■ To do
Format every line of the listing below as a numbered list, skipping blank lines. Leave the pictures out of your answer.

Records for identifying positions
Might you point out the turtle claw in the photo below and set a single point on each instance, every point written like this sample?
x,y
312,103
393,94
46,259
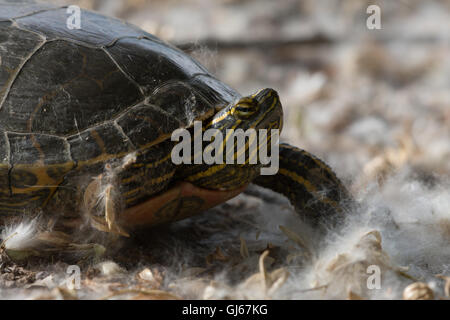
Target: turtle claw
x,y
95,198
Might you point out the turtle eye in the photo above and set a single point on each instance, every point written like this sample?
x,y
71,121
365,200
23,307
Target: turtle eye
x,y
244,109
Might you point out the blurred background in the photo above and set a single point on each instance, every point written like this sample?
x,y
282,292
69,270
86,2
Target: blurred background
x,y
374,104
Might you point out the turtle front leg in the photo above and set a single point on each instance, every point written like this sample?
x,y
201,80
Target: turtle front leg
x,y
310,185
101,197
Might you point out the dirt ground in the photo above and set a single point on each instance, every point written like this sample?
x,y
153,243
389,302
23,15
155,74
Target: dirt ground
x,y
373,104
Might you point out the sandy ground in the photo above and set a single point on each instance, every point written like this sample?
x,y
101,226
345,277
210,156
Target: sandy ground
x,y
374,104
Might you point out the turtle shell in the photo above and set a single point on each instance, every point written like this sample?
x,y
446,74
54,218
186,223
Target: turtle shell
x,y
72,98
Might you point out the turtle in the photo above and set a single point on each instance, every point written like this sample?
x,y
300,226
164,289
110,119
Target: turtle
x,y
87,117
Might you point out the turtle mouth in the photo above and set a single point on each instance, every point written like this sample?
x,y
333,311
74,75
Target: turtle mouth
x,y
271,111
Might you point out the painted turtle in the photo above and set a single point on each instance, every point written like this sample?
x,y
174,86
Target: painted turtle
x,y
86,118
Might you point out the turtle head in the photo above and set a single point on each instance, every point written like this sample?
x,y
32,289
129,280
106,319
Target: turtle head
x,y
261,110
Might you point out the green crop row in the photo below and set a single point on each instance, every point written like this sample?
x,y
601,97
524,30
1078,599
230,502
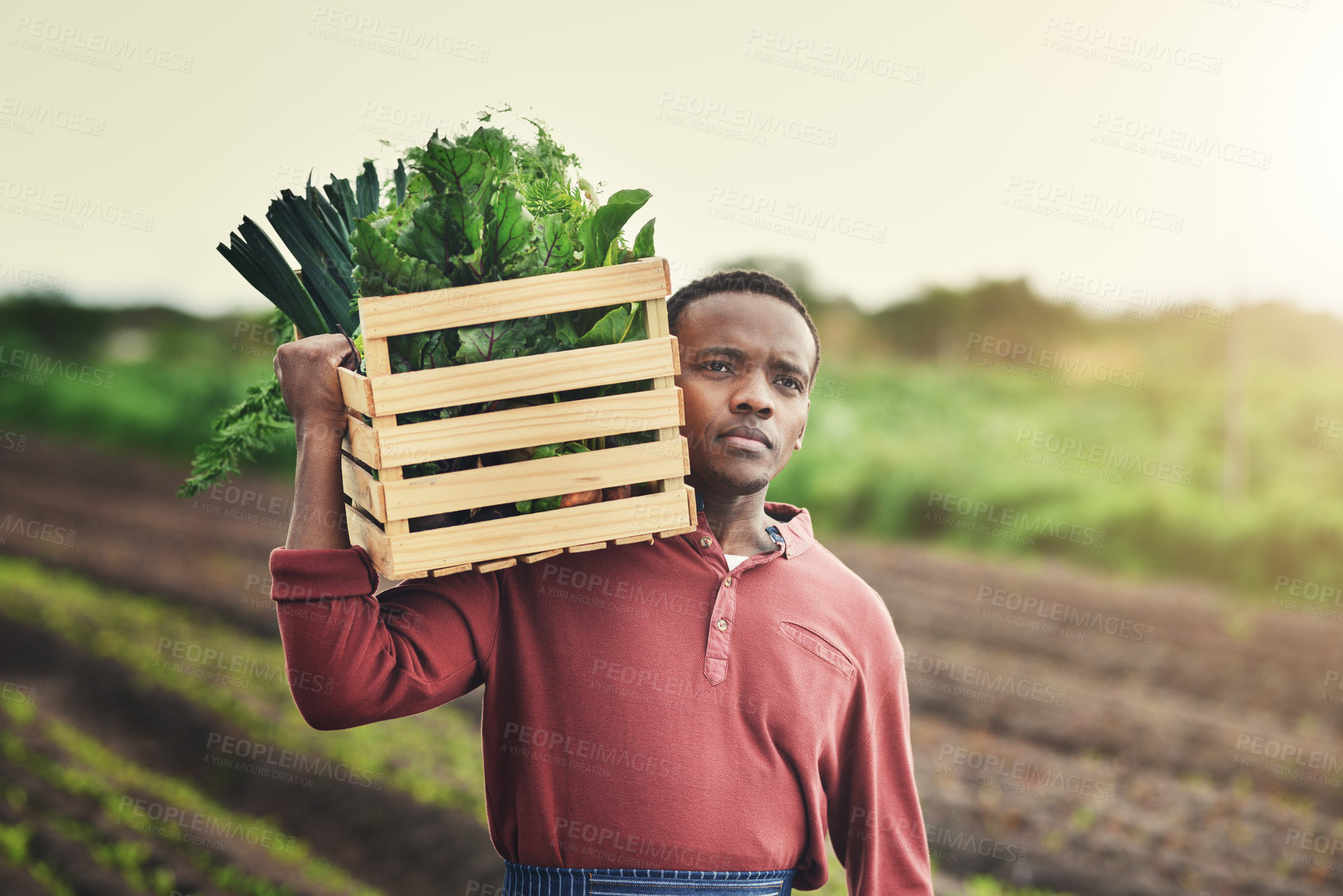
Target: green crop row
x,y
434,756
102,778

■ Exercise answer
1. Might you point out the turtle claw in the photo below and set a single point on each instance, every point written like this sample?
2. x,y
3. 312,103
4. 393,94
5. 46,259
6. Target: turtle claw
7. x,y
8. 95,198
9. Might you point out the turtle eye in the photo above and set a single point on each instance, every point written like this sample?
10. x,y
11. 71,121
12. 365,200
13. 23,307
14. Target: turtle eye
15. x,y
16. 244,109
17. Might you point out the blurred background in the photo above and set a single point on each instance, every point written like this sample?
18. x,y
19. 282,292
20. 69,270
21. 86,2
22. Target: blurred background
23. x,y
24. 374,104
25. Might you point out the turtle front leg in the photo above and set a single point on each instance, every point written like this sample?
26. x,y
27. 201,80
28. Target: turtle front leg
29. x,y
30. 310,185
31. 101,197
32. Might you point out the dirt ground in the photo above and set a single point on each instance, every point written like this sample?
33. x,y
34. 153,243
35. 389,302
36. 23,15
37. 155,74
38. Target: dirt ground
39. x,y
40. 373,104
41. Might you point out the sandy ground in the photo above and set a single point on each instance, every point written like this sample?
42. x,y
43. 101,226
44. 345,277
45. 210,156
46. Target: sandy ground
47. x,y
48. 374,104
49. Might you point out the turtle shell in the photo above and set a single point on each instance, every point written like this sample?
50. x,y
51. 446,74
52. 54,218
53. 186,223
54. Target: turtle shell
55. x,y
56. 72,98
57. Might you point out the turtle in the photo above and set a single point on each instance, every point written like this sample?
58. x,y
59. 300,226
60. 164,289
61. 110,119
62. Target: turtle
63. x,y
64. 87,117
65. Might you point out the turtle mouth in the photo above and set a single point on each instance, every point written like this sample?
66. x,y
67. 333,311
68. 74,75
69. Target: turtle mouth
70. x,y
71. 271,111
72. Might you point out the painted turtle in the photo above and set a single point on each instance, every point written like this sample?
73. x,y
74. 174,86
75. Target: painted turtle
76. x,y
77. 86,118
78. Might you point out the turtle head in the photo above and set a single point on each instance, every point written like this sample?
79. x,y
80. 32,289
81. 129,280
82. 106,319
83. Target: turtle head
84. x,y
85. 261,110
86. Might you point out the green crop row in the photo below and set a single point on each instance, every point written like this sample?
87. x,y
88. 601,97
89. 524,30
90. 1078,599
91. 230,502
92. Target: green crop row
93. x,y
94. 434,756
95. 102,778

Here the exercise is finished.